▸ Task material:
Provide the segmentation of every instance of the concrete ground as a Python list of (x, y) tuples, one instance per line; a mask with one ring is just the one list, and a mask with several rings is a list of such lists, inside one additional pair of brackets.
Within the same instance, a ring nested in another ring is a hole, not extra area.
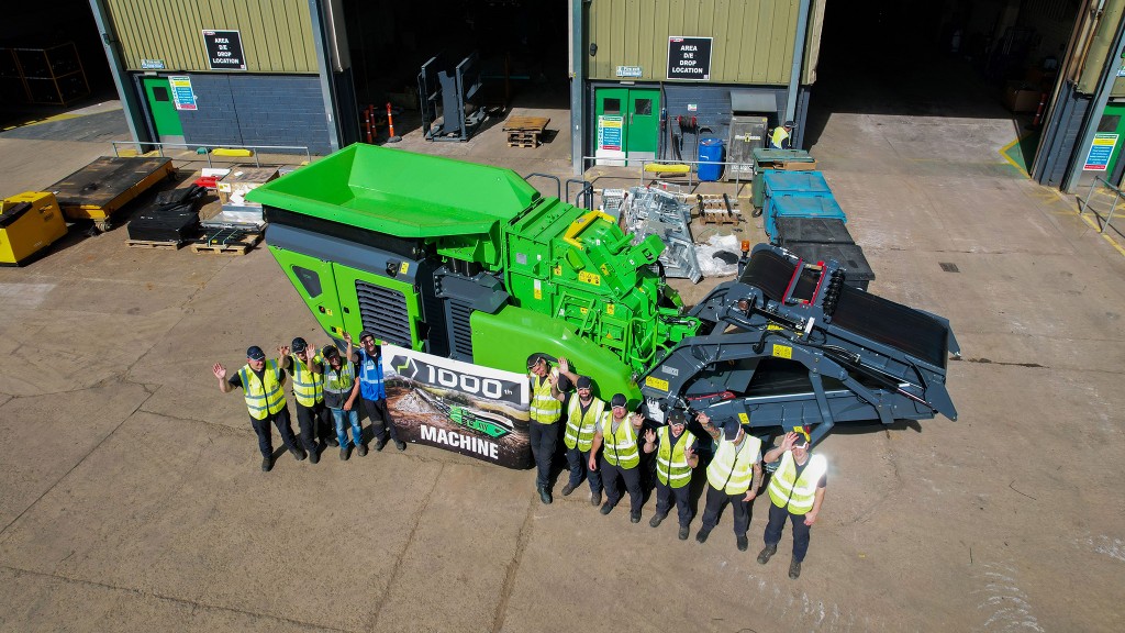
[[(1125, 251), (1005, 162), (1019, 130), (999, 105), (879, 88), (821, 97), (811, 150), (872, 292), (952, 321), (960, 418), (818, 447), (798, 581), (789, 534), (754, 560), (766, 500), (742, 553), (729, 512), (680, 542), (648, 527), (652, 500), (639, 525), (560, 485), (543, 506), (531, 472), (423, 446), (259, 472), (210, 365), (324, 335), (266, 250), (130, 250), (118, 229), (0, 269), (0, 630), (1122, 630)], [(536, 150), (498, 126), (399, 146), (568, 173), (566, 110), (536, 113), (560, 130)], [(107, 152), (0, 134), (0, 191)]]

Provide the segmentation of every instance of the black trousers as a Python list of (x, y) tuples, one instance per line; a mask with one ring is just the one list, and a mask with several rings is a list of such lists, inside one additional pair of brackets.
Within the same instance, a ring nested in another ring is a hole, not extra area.
[(621, 490), (618, 489), (618, 478), (626, 482), (626, 490), (629, 491), (629, 512), (639, 512), (645, 503), (645, 496), (640, 491), (640, 469), (622, 469), (613, 466), (602, 457), (602, 483), (605, 484), (605, 500), (612, 507), (621, 500)]
[(551, 480), (551, 461), (559, 442), (559, 422), (541, 425), (531, 420), (529, 439), (531, 456), (536, 458), (536, 488), (547, 488)]
[(297, 451), (297, 437), (292, 435), (292, 424), (289, 421), (289, 408), (286, 407), (277, 413), (267, 414), (264, 419), (250, 418), (254, 433), (258, 434), (258, 449), (262, 452), (262, 457), (273, 457), (273, 438), (270, 436), (270, 424), (278, 428), (281, 434), (281, 442), (289, 451)]
[(711, 532), (716, 525), (719, 525), (719, 512), (729, 501), (735, 511), (735, 535), (746, 536), (746, 531), (750, 527), (750, 507), (746, 501), (742, 501), (745, 498), (745, 492), (727, 494), (709, 483), (706, 487), (706, 509), (703, 510), (703, 529)]
[(371, 420), (371, 431), (375, 434), (375, 439), (386, 444), (387, 436), (390, 439), (398, 442), (398, 431), (395, 429), (395, 422), (390, 419), (390, 411), (387, 409), (387, 399), (380, 398), (379, 400), (368, 400), (360, 396), (363, 401), (363, 410), (367, 411), (367, 419)]
[(316, 451), (316, 440), (321, 445), (327, 445), (328, 438), (334, 437), (334, 433), (328, 431), (328, 419), (332, 413), (323, 402), (317, 402), (312, 407), (297, 403), (297, 426), (300, 427), (300, 445), (305, 451)]
[(656, 480), (656, 514), (667, 515), (672, 510), (672, 506), (675, 505), (680, 525), (686, 527), (692, 523), (692, 509), (687, 505), (687, 493), (691, 488), (690, 483), (672, 488), (660, 483), (660, 480)]
[(785, 519), (793, 524), (793, 560), (801, 562), (804, 554), (809, 552), (809, 533), (812, 526), (804, 525), (804, 515), (794, 515), (785, 508), (778, 508), (777, 503), (770, 503), (770, 523), (766, 524), (766, 545), (776, 545), (781, 541), (781, 534), (785, 531)]

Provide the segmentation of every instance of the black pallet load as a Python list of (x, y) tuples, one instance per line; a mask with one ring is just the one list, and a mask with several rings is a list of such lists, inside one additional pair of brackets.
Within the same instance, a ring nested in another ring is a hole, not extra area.
[(161, 191), (127, 226), (129, 240), (182, 243), (199, 234), (199, 202), (207, 189), (198, 185)]
[(875, 271), (843, 220), (778, 217), (775, 242), (807, 262), (835, 259), (845, 268), (844, 280), (853, 288), (866, 291), (875, 280)]

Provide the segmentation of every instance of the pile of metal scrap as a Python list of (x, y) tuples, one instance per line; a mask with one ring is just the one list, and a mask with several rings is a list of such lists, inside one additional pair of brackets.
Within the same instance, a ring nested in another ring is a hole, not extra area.
[(698, 284), (703, 273), (692, 239), (693, 206), (684, 194), (632, 187), (623, 203), (623, 215), (626, 233), (632, 235), (634, 244), (648, 235), (657, 235), (667, 247), (659, 260), (665, 277), (691, 279)]

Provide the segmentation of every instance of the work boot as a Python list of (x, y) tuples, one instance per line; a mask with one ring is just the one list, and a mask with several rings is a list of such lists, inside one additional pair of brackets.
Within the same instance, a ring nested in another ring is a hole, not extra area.
[(801, 577), (801, 561), (793, 559), (793, 562), (789, 563), (789, 577), (793, 580)]
[(762, 564), (766, 564), (767, 562), (770, 562), (770, 559), (776, 553), (777, 553), (776, 543), (766, 544), (766, 546), (763, 547), (760, 552), (758, 552), (758, 562)]

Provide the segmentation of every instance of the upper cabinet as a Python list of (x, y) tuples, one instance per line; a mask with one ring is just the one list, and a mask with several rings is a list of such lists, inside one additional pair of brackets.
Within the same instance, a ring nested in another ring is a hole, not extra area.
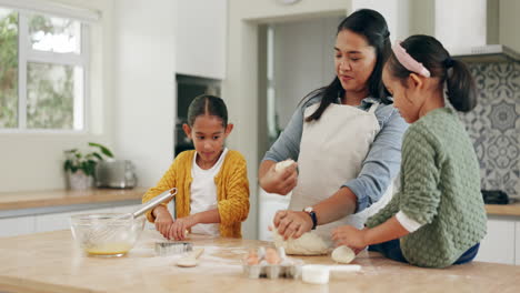
[(520, 52), (520, 1), (500, 0), (500, 42)]
[(227, 0), (177, 1), (177, 73), (226, 78)]

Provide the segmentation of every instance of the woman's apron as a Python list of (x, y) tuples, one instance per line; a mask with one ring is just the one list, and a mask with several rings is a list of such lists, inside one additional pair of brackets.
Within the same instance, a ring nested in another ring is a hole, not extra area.
[[(318, 105), (307, 108), (303, 117), (313, 113)], [(318, 121), (303, 122), (298, 184), (292, 192), (289, 210), (301, 211), (314, 205), (359, 175), (370, 145), (380, 131), (374, 114), (378, 105), (373, 103), (367, 112), (351, 105), (332, 103)], [(360, 213), (319, 225), (317, 233), (330, 243), (332, 230), (337, 226), (353, 225), (361, 229), (370, 215), (390, 201), (391, 191), (390, 184), (377, 203)]]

▸ Short problem:
Copy all of the records above word for word, but leave out the pictures.

▸ Response to the task:
Provide the segmentation of every instance of the concrete ground as a Python list of (x, y) tuples, one instance per line; a mask with one ring is just the one list, and a mask with several rings is a list of such lists, inside one additional pair of brackets.
Within the same instance, a ring nested in another ring is a hole, not extra area.
[[(1125, 251), (1005, 162), (1019, 130), (999, 105), (879, 88), (821, 97), (811, 150), (872, 292), (952, 321), (960, 418), (818, 447), (798, 581), (789, 534), (754, 560), (766, 500), (742, 553), (729, 512), (680, 542), (648, 527), (652, 500), (639, 525), (560, 485), (543, 506), (531, 472), (423, 446), (259, 472), (210, 365), (324, 335), (266, 250), (130, 250), (118, 229), (0, 269), (0, 630), (1122, 630)], [(536, 150), (498, 126), (399, 146), (568, 173), (566, 110), (536, 113), (560, 130)], [(107, 152), (0, 134), (0, 191)]]

Provide the segmentation of every instance of the black trousers as a Python list of (x, y) tuples, one instance per line; a mask with one ring is just the one list, and a mask with several rings is a list of such lists, inside one additional pair of brackets.
Within the same instance, a ring nested in another ring is a hole, not extra area.
[(621, 490), (618, 489), (618, 478), (626, 482), (626, 490), (629, 491), (629, 512), (639, 512), (645, 503), (645, 496), (640, 491), (640, 469), (622, 469), (613, 466), (602, 457), (602, 483), (605, 484), (605, 500), (612, 507), (621, 500)]
[(551, 480), (551, 461), (559, 442), (559, 422), (541, 425), (531, 420), (529, 439), (531, 456), (536, 458), (536, 488), (547, 488)]
[(297, 451), (297, 437), (292, 435), (292, 424), (289, 421), (289, 408), (286, 407), (277, 413), (267, 414), (264, 419), (250, 418), (254, 433), (258, 434), (258, 449), (262, 452), (262, 457), (273, 457), (273, 438), (270, 436), (270, 424), (278, 428), (281, 434), (281, 442), (289, 451)]
[(711, 532), (716, 525), (719, 525), (719, 512), (729, 501), (735, 511), (735, 535), (746, 536), (746, 531), (750, 527), (750, 507), (746, 501), (742, 501), (745, 498), (745, 492), (727, 494), (709, 483), (706, 487), (706, 509), (703, 510), (703, 529)]
[(371, 420), (371, 431), (375, 434), (375, 439), (386, 444), (387, 436), (390, 439), (398, 442), (398, 431), (395, 429), (395, 422), (390, 419), (390, 411), (387, 409), (387, 399), (380, 398), (379, 400), (368, 400), (360, 396), (363, 401), (363, 410), (367, 411), (367, 419)]
[(316, 451), (316, 440), (321, 445), (327, 445), (328, 438), (334, 437), (334, 433), (328, 431), (328, 419), (332, 413), (323, 402), (317, 402), (312, 407), (297, 403), (297, 426), (300, 427), (300, 445), (305, 451)]
[(656, 480), (656, 514), (667, 515), (672, 510), (672, 506), (675, 505), (680, 525), (686, 527), (692, 523), (692, 509), (687, 505), (687, 493), (691, 488), (690, 483), (672, 488), (660, 483), (660, 480)]
[(785, 519), (793, 524), (793, 560), (801, 562), (804, 554), (809, 552), (809, 533), (812, 526), (804, 525), (804, 515), (794, 515), (785, 508), (778, 508), (777, 503), (770, 503), (770, 523), (766, 524), (766, 545), (776, 545), (781, 541), (781, 534), (785, 531)]

Provide the segmentation of every instance of the black pallet load as a Python list of (x, y) tuples, one instance per line; a mask with one ring is just the one list, and a mask with several rings is a list of such lists, inside one additional pair of brackets.
Within the same instance, a ring nested in another ring is a hole, not extra area.
[(161, 191), (127, 226), (129, 240), (182, 243), (199, 234), (199, 202), (207, 189), (198, 185)]
[(875, 271), (843, 220), (778, 217), (775, 242), (807, 262), (835, 259), (845, 268), (844, 280), (853, 288), (866, 291), (875, 280)]

Provide the segmentation of every instance of the pile of metal scrap as a Python list of (x, y) tuples, one instance per line; a mask with one ring is just the one list, and a mask with several rings is a list of such lists, inside one additional pair of brackets.
Within the same instance, a ring nested in another ring is a hole, not extra area.
[(698, 284), (703, 273), (692, 239), (693, 206), (684, 194), (632, 187), (623, 203), (623, 215), (626, 233), (632, 235), (634, 244), (648, 235), (657, 235), (667, 247), (659, 260), (665, 277), (691, 279)]

Provide the segmentation of every instance of the work boot as a Python list of (x, y) tuples, one instance per line; a mask with one ring is just the one list, and a mask with several rings is a list of such lists, inside one additional pair of brackets.
Within the same instance, a ring nested in another ring is a hole, not extra area.
[(801, 577), (801, 561), (793, 559), (793, 562), (789, 563), (789, 577), (793, 580)]
[(762, 564), (766, 564), (767, 562), (770, 562), (770, 559), (776, 553), (777, 553), (776, 543), (766, 544), (766, 546), (763, 547), (760, 552), (758, 552), (758, 562)]

Provide the segmentation of every instance of the upper cabinet as a Python list of (x, y) tuples, one instance per line; a mask with one ring is just the one list, and a mask with several rings is a list of such lists, inside one additional pair of brackets.
Within the same instance, a ring nested in another ring is a hole, not extra area.
[(520, 52), (520, 1), (500, 0), (500, 42)]
[(227, 0), (177, 1), (177, 73), (226, 78)]

Provide the segmentation of every instance of the woman's apron as a Python list of (x, y) tuples, one instance per line; a mask with one ring is just the one list, and a mask with several rings is a list of such lists, inside one additional pair of brackets.
Within the same instance, a ring nested in another ring is a hole, not extra area.
[[(318, 105), (307, 108), (303, 117), (313, 113)], [(318, 121), (303, 122), (298, 184), (292, 192), (289, 210), (301, 211), (314, 205), (359, 175), (370, 145), (380, 131), (374, 114), (378, 105), (373, 103), (367, 112), (351, 105), (332, 103)], [(360, 213), (319, 225), (317, 233), (330, 243), (332, 230), (337, 226), (353, 225), (361, 229), (370, 215), (390, 201), (391, 191), (390, 184), (377, 203)]]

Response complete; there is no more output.